### Information given ###
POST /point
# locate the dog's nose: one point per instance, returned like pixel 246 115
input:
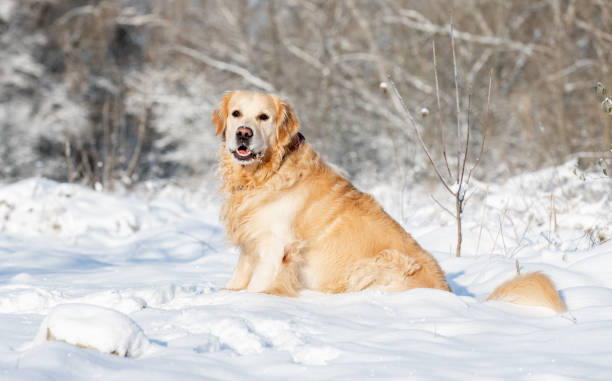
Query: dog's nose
pixel 244 132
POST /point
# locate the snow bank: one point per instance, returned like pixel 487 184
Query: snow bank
pixel 73 264
pixel 93 327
###
:: Work to complete ::
Retype the material above line for line, leaving out the pictures.

:: Solution to the problem ::
POST /point
# locate the dog's nose: one point per instance, returned like pixel 246 115
input:
Query: dog's nose
pixel 244 132
POST /point
# locate the snow bank: one point per instance, returned like pixel 487 184
Query: snow bank
pixel 73 264
pixel 93 327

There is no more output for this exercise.